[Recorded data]
====

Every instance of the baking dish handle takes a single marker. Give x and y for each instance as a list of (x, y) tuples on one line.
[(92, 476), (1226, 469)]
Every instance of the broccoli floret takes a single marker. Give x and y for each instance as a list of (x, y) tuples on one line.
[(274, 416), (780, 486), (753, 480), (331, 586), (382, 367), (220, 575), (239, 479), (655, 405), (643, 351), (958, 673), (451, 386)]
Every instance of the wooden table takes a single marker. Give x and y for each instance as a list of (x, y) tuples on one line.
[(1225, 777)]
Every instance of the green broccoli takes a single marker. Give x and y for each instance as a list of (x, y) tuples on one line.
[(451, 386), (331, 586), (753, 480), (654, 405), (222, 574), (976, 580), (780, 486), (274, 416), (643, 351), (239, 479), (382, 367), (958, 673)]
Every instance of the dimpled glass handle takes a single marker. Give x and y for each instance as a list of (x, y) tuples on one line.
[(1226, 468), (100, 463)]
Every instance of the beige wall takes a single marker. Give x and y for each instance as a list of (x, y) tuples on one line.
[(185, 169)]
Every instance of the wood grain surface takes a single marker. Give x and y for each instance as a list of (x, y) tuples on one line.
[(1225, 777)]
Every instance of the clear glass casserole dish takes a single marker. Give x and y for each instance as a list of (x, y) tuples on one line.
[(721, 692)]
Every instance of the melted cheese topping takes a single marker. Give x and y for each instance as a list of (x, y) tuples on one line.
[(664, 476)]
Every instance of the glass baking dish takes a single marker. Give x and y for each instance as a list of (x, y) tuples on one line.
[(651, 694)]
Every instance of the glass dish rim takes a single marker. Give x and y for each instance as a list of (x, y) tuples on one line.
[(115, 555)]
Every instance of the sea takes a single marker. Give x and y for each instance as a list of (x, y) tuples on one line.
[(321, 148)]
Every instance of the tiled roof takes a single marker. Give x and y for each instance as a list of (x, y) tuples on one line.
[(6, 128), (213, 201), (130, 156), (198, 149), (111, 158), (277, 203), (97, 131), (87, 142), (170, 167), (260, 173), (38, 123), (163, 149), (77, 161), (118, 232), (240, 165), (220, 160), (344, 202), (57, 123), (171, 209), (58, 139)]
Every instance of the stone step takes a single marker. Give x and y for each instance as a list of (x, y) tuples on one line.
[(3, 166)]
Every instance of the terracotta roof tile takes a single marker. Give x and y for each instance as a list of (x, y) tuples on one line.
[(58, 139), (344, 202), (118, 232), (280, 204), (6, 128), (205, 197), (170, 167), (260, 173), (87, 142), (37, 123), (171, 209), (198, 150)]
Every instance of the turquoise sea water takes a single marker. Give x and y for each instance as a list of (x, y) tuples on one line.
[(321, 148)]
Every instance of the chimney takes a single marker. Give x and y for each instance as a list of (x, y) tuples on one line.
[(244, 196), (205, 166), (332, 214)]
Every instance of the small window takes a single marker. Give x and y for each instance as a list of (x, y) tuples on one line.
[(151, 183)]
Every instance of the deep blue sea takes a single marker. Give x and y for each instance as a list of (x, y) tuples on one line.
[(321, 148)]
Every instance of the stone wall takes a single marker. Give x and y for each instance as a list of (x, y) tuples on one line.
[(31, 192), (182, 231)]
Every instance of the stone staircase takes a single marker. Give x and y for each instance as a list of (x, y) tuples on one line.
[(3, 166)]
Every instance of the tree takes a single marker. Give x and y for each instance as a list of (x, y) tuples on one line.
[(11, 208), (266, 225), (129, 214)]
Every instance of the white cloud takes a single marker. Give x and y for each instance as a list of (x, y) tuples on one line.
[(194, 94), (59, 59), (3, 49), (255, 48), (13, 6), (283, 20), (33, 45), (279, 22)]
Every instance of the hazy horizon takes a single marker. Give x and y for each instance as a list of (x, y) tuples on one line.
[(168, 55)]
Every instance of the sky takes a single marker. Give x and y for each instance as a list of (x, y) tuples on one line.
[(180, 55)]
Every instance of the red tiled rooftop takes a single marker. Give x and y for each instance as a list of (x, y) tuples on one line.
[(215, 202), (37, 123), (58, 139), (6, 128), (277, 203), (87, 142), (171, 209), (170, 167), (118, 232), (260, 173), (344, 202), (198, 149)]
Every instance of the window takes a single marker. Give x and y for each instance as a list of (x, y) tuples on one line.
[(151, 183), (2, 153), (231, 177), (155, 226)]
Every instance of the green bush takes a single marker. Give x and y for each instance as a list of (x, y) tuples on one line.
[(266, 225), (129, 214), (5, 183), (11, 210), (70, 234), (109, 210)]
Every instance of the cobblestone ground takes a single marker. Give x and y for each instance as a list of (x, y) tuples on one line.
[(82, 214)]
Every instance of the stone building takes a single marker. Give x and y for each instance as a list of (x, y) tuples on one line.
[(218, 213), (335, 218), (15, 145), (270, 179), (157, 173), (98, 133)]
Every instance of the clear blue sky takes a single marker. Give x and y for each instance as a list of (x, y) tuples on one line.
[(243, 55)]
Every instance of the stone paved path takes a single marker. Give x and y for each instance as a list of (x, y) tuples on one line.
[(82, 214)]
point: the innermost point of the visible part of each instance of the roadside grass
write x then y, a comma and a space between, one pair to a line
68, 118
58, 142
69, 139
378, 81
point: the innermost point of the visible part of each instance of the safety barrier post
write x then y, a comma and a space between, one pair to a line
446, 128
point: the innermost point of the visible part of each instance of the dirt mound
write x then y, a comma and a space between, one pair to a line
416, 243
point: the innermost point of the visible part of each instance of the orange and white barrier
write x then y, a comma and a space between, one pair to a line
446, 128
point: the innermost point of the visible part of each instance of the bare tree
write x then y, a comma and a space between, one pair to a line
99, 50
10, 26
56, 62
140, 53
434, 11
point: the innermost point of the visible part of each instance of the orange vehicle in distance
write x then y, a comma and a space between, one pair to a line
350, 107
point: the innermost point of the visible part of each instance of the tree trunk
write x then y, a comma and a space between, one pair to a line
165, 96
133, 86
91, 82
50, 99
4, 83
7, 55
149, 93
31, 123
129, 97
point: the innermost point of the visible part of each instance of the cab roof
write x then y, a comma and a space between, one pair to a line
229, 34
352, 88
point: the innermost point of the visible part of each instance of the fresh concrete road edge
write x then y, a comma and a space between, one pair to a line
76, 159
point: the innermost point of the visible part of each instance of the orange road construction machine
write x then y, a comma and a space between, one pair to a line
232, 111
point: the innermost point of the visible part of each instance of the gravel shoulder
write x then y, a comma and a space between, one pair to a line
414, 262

====

> **The request**
Rescale the rows starting with the line that contains "Every instance of the sky" and going on through the line that contains "[(151, 183), (2, 153), (231, 177), (155, 226)]". Write those lines out again, requests included, with every coordinate in the answers multiplied by 0.6 and rounded to a whole number, halves rounding up.

> **Complete response**
Every instance of the sky takes a single marker. Give x and y for each instance as a list of (x, y) tuples on one line.
[(108, 33)]
Every instance of the red tiled rooftop takes a single marker. Give x and y for each instance as a list of (x, y) tuples on one line.
[(129, 121), (22, 74), (35, 83), (4, 77), (166, 122), (52, 85), (103, 125), (102, 100), (71, 139), (156, 104), (206, 121), (119, 89)]
Every instance of the window takes a single marker. Give x and y for each instance as a list of (x, y) tuples on one line.
[(91, 110), (1, 92), (139, 106), (93, 136)]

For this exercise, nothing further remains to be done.